START EXERCISE DATA

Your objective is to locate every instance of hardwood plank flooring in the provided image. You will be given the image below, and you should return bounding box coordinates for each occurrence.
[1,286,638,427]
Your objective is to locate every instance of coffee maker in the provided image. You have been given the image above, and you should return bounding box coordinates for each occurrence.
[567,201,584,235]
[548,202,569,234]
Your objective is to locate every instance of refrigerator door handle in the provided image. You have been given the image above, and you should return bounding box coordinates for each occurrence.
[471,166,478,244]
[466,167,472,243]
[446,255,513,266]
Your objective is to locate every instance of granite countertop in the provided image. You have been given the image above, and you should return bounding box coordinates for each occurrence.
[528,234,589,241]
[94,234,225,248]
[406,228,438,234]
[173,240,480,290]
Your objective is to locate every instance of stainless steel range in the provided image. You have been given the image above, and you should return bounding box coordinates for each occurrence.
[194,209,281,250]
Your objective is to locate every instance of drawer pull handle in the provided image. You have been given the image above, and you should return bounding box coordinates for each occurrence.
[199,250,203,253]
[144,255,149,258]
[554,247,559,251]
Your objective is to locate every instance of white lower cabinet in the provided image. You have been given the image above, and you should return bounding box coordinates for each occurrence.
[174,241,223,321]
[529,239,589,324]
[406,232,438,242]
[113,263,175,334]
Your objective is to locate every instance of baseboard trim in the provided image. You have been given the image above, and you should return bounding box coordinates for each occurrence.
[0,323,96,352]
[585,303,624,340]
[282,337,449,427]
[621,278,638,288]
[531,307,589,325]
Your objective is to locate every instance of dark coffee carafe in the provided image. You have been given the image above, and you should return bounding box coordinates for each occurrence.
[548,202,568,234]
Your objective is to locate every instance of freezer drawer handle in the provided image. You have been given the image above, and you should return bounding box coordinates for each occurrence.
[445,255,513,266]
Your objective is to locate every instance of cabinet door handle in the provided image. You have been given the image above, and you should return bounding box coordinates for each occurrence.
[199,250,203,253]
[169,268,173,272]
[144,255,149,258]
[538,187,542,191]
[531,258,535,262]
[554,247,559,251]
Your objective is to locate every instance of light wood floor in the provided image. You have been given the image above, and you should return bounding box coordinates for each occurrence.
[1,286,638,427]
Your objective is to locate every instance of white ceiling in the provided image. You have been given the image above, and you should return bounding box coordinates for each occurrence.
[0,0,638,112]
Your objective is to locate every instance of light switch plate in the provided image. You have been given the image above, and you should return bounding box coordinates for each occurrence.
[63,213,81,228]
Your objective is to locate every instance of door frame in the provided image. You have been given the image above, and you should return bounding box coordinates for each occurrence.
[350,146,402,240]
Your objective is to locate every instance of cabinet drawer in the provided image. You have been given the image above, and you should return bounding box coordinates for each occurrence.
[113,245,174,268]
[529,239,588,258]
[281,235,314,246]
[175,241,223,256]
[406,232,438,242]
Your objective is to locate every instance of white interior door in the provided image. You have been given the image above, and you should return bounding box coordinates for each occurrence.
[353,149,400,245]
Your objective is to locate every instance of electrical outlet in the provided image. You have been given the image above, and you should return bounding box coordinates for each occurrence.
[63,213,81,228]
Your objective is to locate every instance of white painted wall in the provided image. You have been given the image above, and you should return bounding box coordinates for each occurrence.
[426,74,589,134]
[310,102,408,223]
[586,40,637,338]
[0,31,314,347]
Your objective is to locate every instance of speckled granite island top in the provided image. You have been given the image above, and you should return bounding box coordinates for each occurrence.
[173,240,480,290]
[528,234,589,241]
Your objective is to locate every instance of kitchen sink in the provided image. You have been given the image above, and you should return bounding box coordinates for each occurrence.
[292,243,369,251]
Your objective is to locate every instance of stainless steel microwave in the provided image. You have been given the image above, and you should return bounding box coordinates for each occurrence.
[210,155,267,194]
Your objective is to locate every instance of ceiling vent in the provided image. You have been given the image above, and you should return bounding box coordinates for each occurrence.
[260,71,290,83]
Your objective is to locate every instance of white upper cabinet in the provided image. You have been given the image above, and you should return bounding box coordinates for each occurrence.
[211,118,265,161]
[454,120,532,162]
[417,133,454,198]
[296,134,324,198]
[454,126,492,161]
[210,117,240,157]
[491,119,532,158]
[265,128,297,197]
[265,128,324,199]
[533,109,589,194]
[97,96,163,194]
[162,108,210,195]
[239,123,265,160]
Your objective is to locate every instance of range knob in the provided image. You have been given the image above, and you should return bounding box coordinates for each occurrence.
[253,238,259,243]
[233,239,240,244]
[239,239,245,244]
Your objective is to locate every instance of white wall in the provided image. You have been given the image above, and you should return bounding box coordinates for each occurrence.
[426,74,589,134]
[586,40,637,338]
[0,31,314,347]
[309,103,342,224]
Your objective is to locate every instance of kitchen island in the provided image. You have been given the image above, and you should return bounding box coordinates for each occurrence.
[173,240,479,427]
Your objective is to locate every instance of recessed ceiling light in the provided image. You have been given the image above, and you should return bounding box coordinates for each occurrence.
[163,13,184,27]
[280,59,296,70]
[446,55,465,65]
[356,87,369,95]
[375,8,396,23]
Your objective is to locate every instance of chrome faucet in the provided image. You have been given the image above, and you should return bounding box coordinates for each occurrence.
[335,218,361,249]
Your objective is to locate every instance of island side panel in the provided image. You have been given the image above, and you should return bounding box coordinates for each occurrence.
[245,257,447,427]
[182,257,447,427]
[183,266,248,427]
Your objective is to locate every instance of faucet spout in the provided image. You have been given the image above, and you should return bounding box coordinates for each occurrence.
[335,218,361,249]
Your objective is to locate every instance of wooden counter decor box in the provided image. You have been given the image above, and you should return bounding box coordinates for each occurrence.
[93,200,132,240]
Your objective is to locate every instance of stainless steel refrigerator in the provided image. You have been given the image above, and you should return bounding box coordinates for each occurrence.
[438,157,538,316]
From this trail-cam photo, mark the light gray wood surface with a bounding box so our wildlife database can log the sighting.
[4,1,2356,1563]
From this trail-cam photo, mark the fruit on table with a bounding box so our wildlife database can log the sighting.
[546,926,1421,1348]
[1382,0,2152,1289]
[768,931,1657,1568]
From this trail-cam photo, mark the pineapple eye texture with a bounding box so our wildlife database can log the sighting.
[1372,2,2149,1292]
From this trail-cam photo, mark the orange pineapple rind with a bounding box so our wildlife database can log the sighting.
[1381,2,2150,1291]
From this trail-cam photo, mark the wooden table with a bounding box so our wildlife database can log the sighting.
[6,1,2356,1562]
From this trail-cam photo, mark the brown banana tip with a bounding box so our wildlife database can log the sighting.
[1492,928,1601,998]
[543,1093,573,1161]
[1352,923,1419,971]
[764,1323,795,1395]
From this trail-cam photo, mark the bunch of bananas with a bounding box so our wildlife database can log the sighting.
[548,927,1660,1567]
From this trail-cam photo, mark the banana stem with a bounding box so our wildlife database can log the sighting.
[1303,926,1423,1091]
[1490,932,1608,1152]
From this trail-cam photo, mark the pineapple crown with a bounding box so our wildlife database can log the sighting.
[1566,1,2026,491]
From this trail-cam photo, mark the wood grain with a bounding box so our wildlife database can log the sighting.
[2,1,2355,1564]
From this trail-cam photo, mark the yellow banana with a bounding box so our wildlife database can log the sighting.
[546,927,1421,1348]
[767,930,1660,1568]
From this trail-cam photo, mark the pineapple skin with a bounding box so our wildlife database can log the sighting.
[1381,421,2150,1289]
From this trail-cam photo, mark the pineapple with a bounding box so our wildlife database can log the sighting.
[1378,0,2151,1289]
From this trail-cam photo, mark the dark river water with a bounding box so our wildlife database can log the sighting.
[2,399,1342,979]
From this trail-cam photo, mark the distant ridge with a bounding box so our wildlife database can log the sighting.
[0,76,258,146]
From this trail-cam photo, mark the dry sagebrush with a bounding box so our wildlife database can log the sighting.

END EXERCISE DATA

# REQUIRED WORK
Repeat everything in the listing above exactly.

# RESULT OF THE EXERCISE
Your objective is to locate every instance of hardwood plank flooring in the provided image. You will be given the image below, and you should return bounding box coordinates for each occurrence.
[1,286,638,427]
Your objective is to locate every instance of coffee maker in the provided image. You have been given the image above, and you should return bounding box coordinates for each occurrence.
[567,201,584,235]
[548,202,569,234]
Your objective is to locate every instance of refrigerator door handle in the provided image. You have been given the image above, and you should return bounding box coordinates for each occurrence.
[471,166,478,244]
[466,167,472,243]
[446,255,513,266]
Your objective is to locate every instance of granite countertop in the provided image. You have been given the image above, and you should return bounding box coordinates for each occurrence.
[528,234,589,241]
[94,234,225,248]
[406,228,438,234]
[173,240,480,290]
Your objective is to locate every instance of stainless steel range in the provided image. You have been given the image above, and you should return bounding box coordinates for each occurrence.
[194,209,281,250]
Your objective is to locate every instance of drawer pull handle in the provided image. You have been given the image above, and you should return bounding box coordinates for each occurrence.
[199,250,203,253]
[144,255,149,258]
[554,247,559,251]
Your objective is to locate every instance of white lower cabinet in the provided image. You have been given the image above, and you should return bounding box coordinates for each occurrence.
[174,241,223,321]
[529,239,589,324]
[406,232,438,242]
[113,263,175,334]
Your objective is to locate every instance of baseboard trim in the provided image. You have been given the image above, and you should return bounding box coordinates for each occurrence.
[0,323,96,352]
[585,303,624,340]
[282,337,449,427]
[621,278,638,288]
[531,307,589,325]
Your objective is to locate every instance of dark coffee carafe in the provided image. You have been given the image above, and you should return bounding box coordinates for each occurrence.
[548,202,568,234]
Your objective is to locate every instance of freezer drawer handle in the provided image. You have been given the image above, and you should return bounding box coordinates for each occurrence.
[445,255,513,266]
Your objective is to locate every instance of cabinet door handle in the provided image. You have been given the image above, and you should return bounding box coordinates for each occurrence.
[199,250,203,253]
[169,268,173,272]
[144,255,149,258]
[538,187,542,191]
[531,258,535,262]
[554,247,559,251]
Your objective is to locate every instance of light wood floor in the provided image. You have been given the image above, and you should return bounding box coordinates for each occurrence.
[1,286,638,427]
Your objective is to locate every instance of white ceiling in the provided image. You have been given the image above, and you should return bounding box coordinates for each occurrence.
[0,0,638,112]
Your objective is to locate every instance of light switch plate in the provided image. You have been given the image above, and you should return bounding box coordinates for each occurrence.
[63,213,81,228]
Your objective is to locate every instance of door frame in the provided image. You have been given the image above, and you should return bounding box coordinates for each occurrence.
[350,146,402,240]
Your objective is to locate every instance of cabinet drawer in the provided image. You have been given the image above, and you should return bounding box coordinates for each occurrence.
[113,245,174,268]
[529,239,588,258]
[281,235,314,246]
[175,241,223,256]
[406,232,438,242]
Your objective is to locate every instance of white interior door in the provided image. You have been given the image above, and you should return bounding box coordinates for each occurrence.
[353,149,400,245]
Your objective is to locate every instance of electrical outlet in the provided image. You have been given the image above, and you should return bounding box coordinates for each occurrence.
[63,213,81,228]
Your objective is to locate every instance of white painted wall in the provided image. You have been given the image above, and you should return bounding box coordinates for each occurrence.
[426,74,589,134]
[310,102,408,223]
[586,40,637,338]
[0,31,314,347]
Your objective is to locate every instance of speckled granite island top in the provided image. You have been given the image above, and you should return bounding box coordinates for each occurrence.
[173,240,480,290]
[528,234,589,241]
Your objective is to locate every instance of kitchen sink in the provided image. You have been given the image above, and you should return bounding box coordinates for each occurrence.
[292,243,369,251]
Your objective is to locate every instance of stainless steel microwave in the provided image. You have been given the image above, and you should return bounding box coordinates for each occurrence.
[210,155,267,194]
Your objective is to locate every instance of ceiling vent in the provided image. You have been given the image above, and you should return bounding box coordinates for each occurrence.
[260,71,290,83]
Your objective is to locate every instance of white upper cabinet in the provided image. You have been given the image above, and you should return bounding box coordinates for each occurrence.
[211,118,265,161]
[454,120,532,162]
[417,133,454,198]
[296,134,324,198]
[454,126,492,161]
[210,117,240,157]
[491,119,532,158]
[265,128,297,197]
[265,128,324,199]
[533,109,589,194]
[97,96,163,194]
[162,108,210,195]
[239,123,265,160]
Your objective is to locate every instance of range knob in the provided image. You have been given the image above, and you should return bounding box coordinates for each occurrence.
[253,238,259,243]
[233,239,240,244]
[239,239,245,244]
Your objective is to locate every instance of white wall in the provided image. You have been given the image above, and you should return bounding box coordinates for each occurrence.
[426,74,589,134]
[586,40,637,338]
[0,31,314,347]
[309,103,342,224]
Your objective is to locate every instance of kitchen island in the provided image. You have been given the image above, and you should return bounding box coordinates for each occurrence.
[173,240,479,427]
Your objective is to locate every instance of recessed ceiling light in the provided image. You have been given the image above, and you should return bounding box coordinates for each occurrence.
[163,13,184,27]
[280,59,296,70]
[446,55,465,65]
[356,87,369,95]
[375,8,396,23]
Your objective is to locate every instance of chrome faucet in the provided image. You have been given the image above, and you should return bounding box coordinates for each occurrence.
[335,218,361,249]
Your objective is to locate every instance of island side panel in the provided image. You have been given the image above, and you should return bounding box coordinates for each occurrence.
[245,257,447,427]
[182,257,447,427]
[183,266,248,427]
Your objective is to locate every instance of faucet spout in the provided image. You have been given the image above, and you should return bounding box coordinates for each occurrence.
[335,218,361,249]
Your objective is to locate every instance of wooden counter decor box in the provided image. You have been given the image above, and you should return bounding box coordinates for each occurrence.
[93,200,132,240]
Your objective is to locate every instance of stainless steel refrigerator in the provided image. You have been given the image above, and you should return bounding box coordinates for each occurrence.
[438,157,538,316]
From this trail-cam photo, mark the light gray wood surface with a bounding box so our wildlife database can log the sighting.
[4,1,2356,1563]
From this trail-cam photo, mark the fruit on table with a bounding box so our wildlife database can log the sighting.
[546,926,1421,1348]
[1382,0,2152,1289]
[768,931,1657,1568]
From this trail-cam photo, mark the pineapple eye texture with a bounding box so our wildlife database can log the sighting.
[1372,2,2149,1292]
From this trail-cam photo, mark the orange pineapple rind with a bounding box so our wildlife database can log the sighting.
[1381,2,2150,1291]
From this trail-cam photo, mark the wooden table with a bounding box so our wildlife database can log the sighting.
[6,1,2356,1562]
From this trail-cam photo, mark the brown banana tip with a bounding box so our wildlife database can log the sighting.
[1492,928,1601,998]
[543,1093,573,1161]
[1352,923,1419,971]
[764,1323,795,1395]
From this trail-cam photo, mark the bunch of bananas with a bounding box so our wildlife database can log the sighting.
[548,927,1660,1567]
From this trail-cam photo, mark the banana stem with a bounding box so our wildlife database can log the sighting.
[1303,926,1423,1091]
[1490,932,1608,1152]
From this trail-cam photo, mark the pineapple crown with a bounding box so our wildlife database can log the sighting.
[1566,1,2026,491]
From this trail-cam photo, mark the wood grain with a bounding box so our wildlife database can log the sighting.
[2,1,2355,1564]
From this trail-cam photo, mark the yellow banana with a bounding box so our wildlife database can log the sighting.
[546,927,1421,1348]
[767,930,1660,1568]
From this trail-cam photo, mark the pineapple skin with a bounding box so our wildlife database can log the sighting.
[1381,421,2150,1289]
From this trail-cam photo, mark the pineapple with a bounding box so our wildlife database can log the sighting.
[1378,0,2151,1289]
From this trail-cam photo, mark the dark river water with a bounding box so our wildlife database can log the sighting.
[2,399,1342,979]
From this trail-cam photo, mark the distant ridge with a bounding box so our wildlife database can log the sighting.
[0,76,258,146]
From this trail-cam photo, mark the dry sagebrush with a bounding box so our wildlife database can log the sighting.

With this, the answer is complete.